> [Data records]
══════

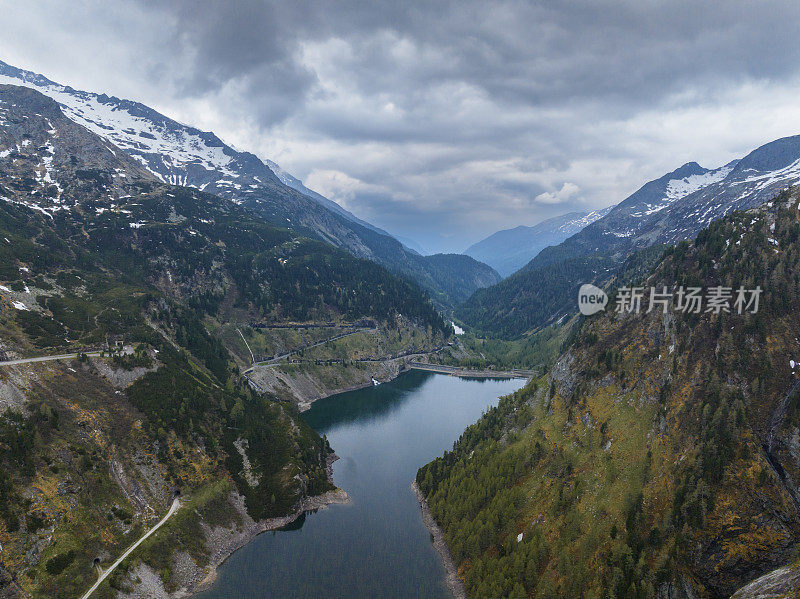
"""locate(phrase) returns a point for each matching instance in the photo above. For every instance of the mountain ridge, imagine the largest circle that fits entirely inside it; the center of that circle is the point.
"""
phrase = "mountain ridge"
(183, 155)
(663, 211)
(509, 250)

══════

Please reproduce the records above exactly and leave any picture behind.

> [Completed exercise]
"""locate(phrase) returns a point for each matching instance in the photo above. For every instance of the mountain ridge, imagine the largest circle that fits entirely inside it; the center of that circle is the point.
"""
phrase = "mountain ridge"
(183, 155)
(663, 211)
(509, 250)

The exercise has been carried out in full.